Required work:
Please reproduce every one of the items below line for line, with no changes to wording, punctuation, or numbers.

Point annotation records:
+ + + + +

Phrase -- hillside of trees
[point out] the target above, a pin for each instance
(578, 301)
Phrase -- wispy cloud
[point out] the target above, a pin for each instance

+ + + + +

Exercise solution:
Phrase -- hillside of trees
[point out] the target above, a pin for each instance
(578, 301)
Phrase -- wispy cloud
[point out] the target above, a pin for each instance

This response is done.